Task to complete:
Each line below must be set down exactly; omit any image you find.

Coordinate labeling data:

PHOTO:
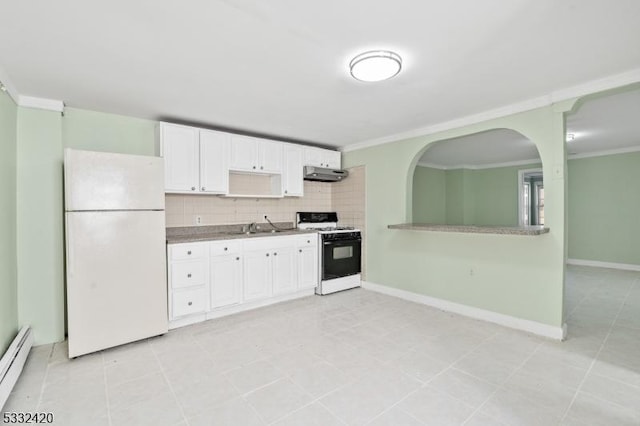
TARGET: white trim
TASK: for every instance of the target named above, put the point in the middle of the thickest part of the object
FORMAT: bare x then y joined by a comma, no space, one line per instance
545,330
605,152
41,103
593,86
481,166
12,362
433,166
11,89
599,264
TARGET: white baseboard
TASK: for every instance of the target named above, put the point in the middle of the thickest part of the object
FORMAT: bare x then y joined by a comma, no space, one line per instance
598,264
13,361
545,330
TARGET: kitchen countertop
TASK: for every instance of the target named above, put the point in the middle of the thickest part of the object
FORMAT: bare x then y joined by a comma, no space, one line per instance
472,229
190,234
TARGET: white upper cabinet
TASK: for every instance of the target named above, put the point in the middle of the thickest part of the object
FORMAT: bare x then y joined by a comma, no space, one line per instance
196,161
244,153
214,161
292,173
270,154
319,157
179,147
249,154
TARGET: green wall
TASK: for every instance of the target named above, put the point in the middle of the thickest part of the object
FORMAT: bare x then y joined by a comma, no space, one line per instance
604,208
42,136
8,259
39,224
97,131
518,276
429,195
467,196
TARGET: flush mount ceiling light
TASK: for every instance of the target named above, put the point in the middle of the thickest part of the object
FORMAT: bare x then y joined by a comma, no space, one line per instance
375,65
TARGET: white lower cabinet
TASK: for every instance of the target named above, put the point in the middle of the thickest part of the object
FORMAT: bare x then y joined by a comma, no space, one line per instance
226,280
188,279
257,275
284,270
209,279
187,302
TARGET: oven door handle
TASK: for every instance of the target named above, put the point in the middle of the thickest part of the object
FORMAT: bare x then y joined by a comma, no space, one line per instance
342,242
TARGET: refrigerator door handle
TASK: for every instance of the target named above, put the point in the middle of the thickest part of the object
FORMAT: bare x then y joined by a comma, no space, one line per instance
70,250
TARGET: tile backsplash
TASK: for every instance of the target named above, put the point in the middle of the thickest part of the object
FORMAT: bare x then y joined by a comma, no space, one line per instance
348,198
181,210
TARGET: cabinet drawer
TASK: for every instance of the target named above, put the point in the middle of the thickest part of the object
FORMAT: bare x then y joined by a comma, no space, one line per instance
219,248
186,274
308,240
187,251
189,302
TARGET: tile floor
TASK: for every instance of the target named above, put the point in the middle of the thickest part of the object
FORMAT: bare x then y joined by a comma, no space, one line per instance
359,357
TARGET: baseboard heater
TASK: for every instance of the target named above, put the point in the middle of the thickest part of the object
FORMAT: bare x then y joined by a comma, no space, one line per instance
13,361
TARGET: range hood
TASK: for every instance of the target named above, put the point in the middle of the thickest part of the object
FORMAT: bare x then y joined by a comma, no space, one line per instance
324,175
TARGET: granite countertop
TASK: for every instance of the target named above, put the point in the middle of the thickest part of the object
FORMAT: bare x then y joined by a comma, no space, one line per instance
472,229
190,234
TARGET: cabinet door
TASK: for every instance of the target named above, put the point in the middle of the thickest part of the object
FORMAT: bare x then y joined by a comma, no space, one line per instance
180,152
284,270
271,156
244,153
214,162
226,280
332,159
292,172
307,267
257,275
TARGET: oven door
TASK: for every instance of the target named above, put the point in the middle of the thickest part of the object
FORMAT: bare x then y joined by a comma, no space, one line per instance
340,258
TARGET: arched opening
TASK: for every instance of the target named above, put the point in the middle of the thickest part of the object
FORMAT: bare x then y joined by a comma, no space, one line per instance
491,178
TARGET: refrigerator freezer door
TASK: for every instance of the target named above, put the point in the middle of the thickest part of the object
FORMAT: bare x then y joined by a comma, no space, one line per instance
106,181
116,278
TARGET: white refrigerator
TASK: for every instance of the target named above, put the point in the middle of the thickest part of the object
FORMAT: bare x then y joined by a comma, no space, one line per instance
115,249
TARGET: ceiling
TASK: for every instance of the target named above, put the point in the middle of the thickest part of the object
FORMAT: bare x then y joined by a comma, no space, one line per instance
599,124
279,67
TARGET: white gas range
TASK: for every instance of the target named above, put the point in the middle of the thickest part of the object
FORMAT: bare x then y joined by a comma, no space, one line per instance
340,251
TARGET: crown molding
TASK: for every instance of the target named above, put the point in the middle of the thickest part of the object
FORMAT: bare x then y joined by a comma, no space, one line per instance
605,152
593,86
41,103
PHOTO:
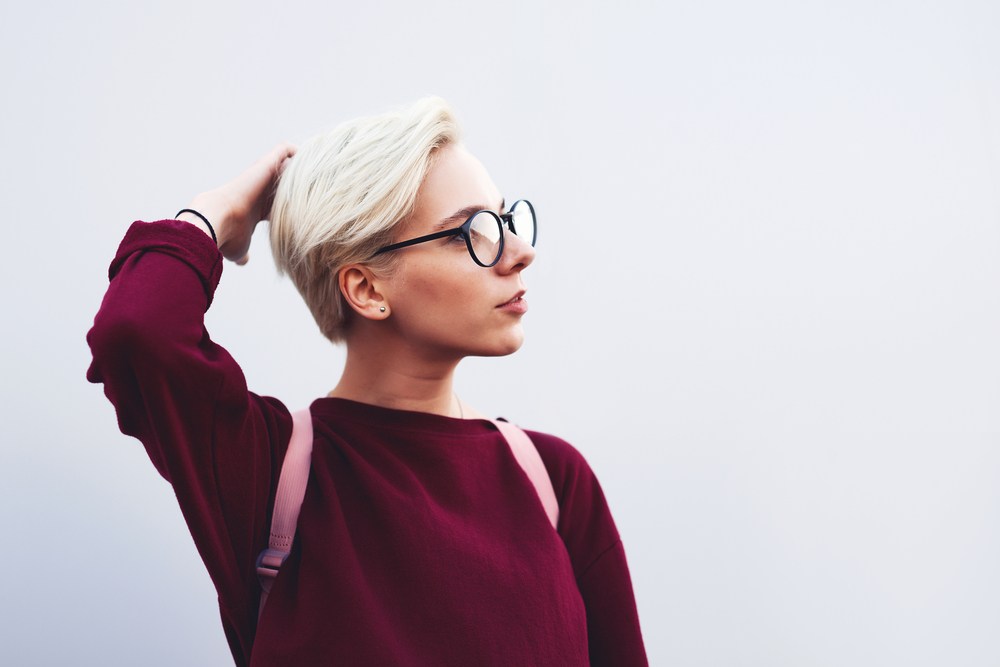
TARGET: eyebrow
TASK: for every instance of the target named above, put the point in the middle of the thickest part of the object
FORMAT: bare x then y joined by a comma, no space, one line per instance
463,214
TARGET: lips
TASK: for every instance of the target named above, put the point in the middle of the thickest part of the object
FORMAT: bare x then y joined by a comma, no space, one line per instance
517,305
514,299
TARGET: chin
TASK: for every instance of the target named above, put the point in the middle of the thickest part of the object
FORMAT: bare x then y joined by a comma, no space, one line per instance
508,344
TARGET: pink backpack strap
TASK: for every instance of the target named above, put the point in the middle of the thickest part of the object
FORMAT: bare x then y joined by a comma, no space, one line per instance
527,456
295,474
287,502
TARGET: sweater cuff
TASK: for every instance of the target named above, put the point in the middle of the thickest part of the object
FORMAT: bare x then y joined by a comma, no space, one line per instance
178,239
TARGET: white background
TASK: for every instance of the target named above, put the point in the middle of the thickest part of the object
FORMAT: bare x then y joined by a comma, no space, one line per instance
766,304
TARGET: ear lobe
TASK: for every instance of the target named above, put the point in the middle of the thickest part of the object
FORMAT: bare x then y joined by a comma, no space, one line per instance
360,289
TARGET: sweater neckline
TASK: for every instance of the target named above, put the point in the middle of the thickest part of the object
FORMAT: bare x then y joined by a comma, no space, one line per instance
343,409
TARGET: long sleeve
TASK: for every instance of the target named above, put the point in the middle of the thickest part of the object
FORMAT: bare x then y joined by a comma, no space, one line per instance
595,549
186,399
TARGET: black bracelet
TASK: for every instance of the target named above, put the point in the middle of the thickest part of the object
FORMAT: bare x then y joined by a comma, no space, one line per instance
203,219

Solved problem:
PHOTO:
TARGET: white trim
TASK: for every instance of the target named above, put the point in the middle of the thickest part of the object
FORMAT: bare x then y joined by a comma, no space, one line per instance
545,330
605,152
41,103
593,86
481,166
12,362
433,166
11,89
599,264
TARGET: white baseboard
TASK: for every instance of the target named above, put the point in the middle of the thickest part of the object
FORMAT: bare x then y joined by a comma, no space, one line per instance
598,264
13,361
545,330
TARGET: kitchen countertop
TASK: for every instance of the target named above, put the point in the middle of the thickest part of the object
FORMAT: bare x then y joined by a comma, no space, one line per instance
472,229
190,234
TARGET: white upper cabinet
TASK: for every instance of the target named above, put the point in the middle of the thickest part of the object
FORMAT: bare x then y joined by a comma, no space, one line per instance
196,161
244,153
214,161
292,173
270,154
319,157
179,147
249,154
TARGET: green wall
TASK: for every instance of the target named above, put the point in the middle of the thickest part of the object
FORMAT: bare x then y joined by a comma, no space, one line per instance
604,208
42,136
8,259
39,224
97,131
518,276
429,195
467,196
TARGET: flush mount ceiling light
TASK: for every instance of the target named above, put the point in the middle of the thickest part of the object
FORMAT: bare x then y joined by a comma, no space, one line per instance
375,65
TARGET: white lower cabinet
TASK: for every instance of the target named above, put the point in the middle of the thickest part of the object
FORMAT: bare x then y joined by a comma, no space, one line per instance
226,280
188,279
257,275
284,270
209,279
187,302
TARGET: oven door handle
TASK: for every instance of the target named above, put the point in the middle of the thickest part of the object
FORMAT: bare x then y joined by a comma, no space, one line per instance
342,242
TARGET: refrigerator door handle
TASK: for every instance of the target named above, put the point in the middle of the thickest part of the object
FORMAT: bare x then y joined by a comma, no space, one line per instance
70,250
TARGET: tile backsplash
TASK: for every instance of the target named above, put the point in the middle of the thickest part of the object
FORMAT: bare x then y joined by a comma, no space, one line per instance
348,198
181,210
TARGET: cabinet drawer
TASK: for every instance of the target named above, put the point in the middle of the thickest part of the object
FORMAT: bare x then y joined by a comma, no space, one line per instance
219,248
186,274
308,240
187,251
189,302
TARGET: tile floor
TASK: for every instance of the target named above, put the point in the middle of the thickest part of the object
FORMAT: bare x then y joined by a comma, no space, one line per instance
359,357
TARGET: baseboard heater
TASK: for every instance of the target named above, put the point in the middle of the thickest part of the object
FORMAT: bare x then y joined by a comma, no space, one line per instance
13,361
TARGET: range hood
TASK: for every instance of the target named above, put the point in the middle of the thickest part of the object
FORMAT: bare x then y joined by a comma, no space, one line per instance
324,175
TARGET: granite countertop
TASK: for every instance of the target named above, put the point in the middle of the thickest part of the object
FORMAT: bare x then y joined by a comma, no space, one line per instance
472,229
190,234
TARGET: cabinet door
TASK: for every instance of the target named above, put the point in the middle of the thickest part of the object
FORMAT: bare x then y joined by a comma, no space, one line per instance
180,152
284,270
271,156
244,153
214,162
226,280
332,159
292,172
307,267
257,275
TARGET: oven door
TASK: for every instance of the target named above, put the point in the middle of the thickest part of the object
FORMAT: bare x then y joined by a comma, no space, one line per instance
340,258
TARGET: arched opening
TASK: for every instance of the target named above, put the point in the middle of the thickest part of the object
FORMAT: bare x then y joined by a comma, no space, one line per instance
491,178
TARGET: refrigerator freezer door
TASK: for every instance of the target named above, put the point in the middle of the thickest part of the object
FORMAT: bare x then y joined by a comma, no space, one line per instance
106,181
116,278
TARGET: white refrigerator
TASK: for every instance of the target named above, put the point in the middle of the thickest part of the object
FORMAT: bare x then y joined by a comma, no space, one line per instance
115,249
TARGET: ceiling
TASK: for every instance of the target named above, put the point in the middle of the thickest part of the object
FORMAT: bare x then y joined by a comma, no space, one line per instance
599,124
279,67
TARGET: white gas range
TASK: for every instance of the target named above, put the point in the middle of the thickest part of the object
FORMAT: bare x then y joined by a comma, no space, one line per instance
340,251
TARGET: crown molding
TASK: for every instance of the target named above, put the point in the middle of the thickest part of the object
FORMAT: bare x then y joined by a comma, no space, one line per instance
605,152
593,86
41,103
PHOTO:
TARGET: eyebrow
TASK: for every instance of the target named above, put the point in the middle of the thickest part of the object
FORMAT: bare x then y joined by a comma, no space, one line per instance
463,214
TARGET: lips
TASK: for every instance of the target named above, put the point in the middle of the thickest part of the object
FORMAT: bare x then y joined by a comma, no space, one line per instance
517,305
514,299
TARGET: chin
TASK: for every instance of the target named above, put the point in the middle of the thickest part of the object
FORMAT: bare x then y joined by a comma, no space, one line per instance
508,344
TARGET: pink backpack strap
TASK: for every instance of the target named above, put the point in the middle of the thickest part of the object
FORMAT: bare x then y joined by a comma, no space, one line per instance
527,456
295,474
287,502
TARGET: sweater cuff
TASK: for every instance of the target named above, put the point in the middle of the thickest part of the object
FORMAT: bare x then y joined by a comma, no space, one line per instance
178,239
TARGET: white background
TASK: for every instance of the target named above, put the point in the middle of the thickest part of the object
FORMAT: bare x then y joined by a comma, no space, one line per instance
766,304
TARGET: ear lobe
TASK: for every instance of the target named above, put the point in the middle of the thickest part of the object
FORMAT: bare x then y joined by a comma, no space, one line per instance
360,289
TARGET: sweater neckline
TASK: for every instance of the target named above, put the point in the middle of the thickest part of the object
FORMAT: bare x then y joined by a comma, no space, one line per instance
343,409
TARGET: long sleeve
TASK: for every instance of the target named above, put the point in the middle of the thickest part of the object
FORMAT: bare x then y joined by a comma, no space, one line per instance
595,549
186,399
TARGET: black bracelet
TASK: for every instance of the target named above, put the point in the middle of the thickest part of the object
FORMAT: bare x then y joined by a comma, no space, one line per instance
203,219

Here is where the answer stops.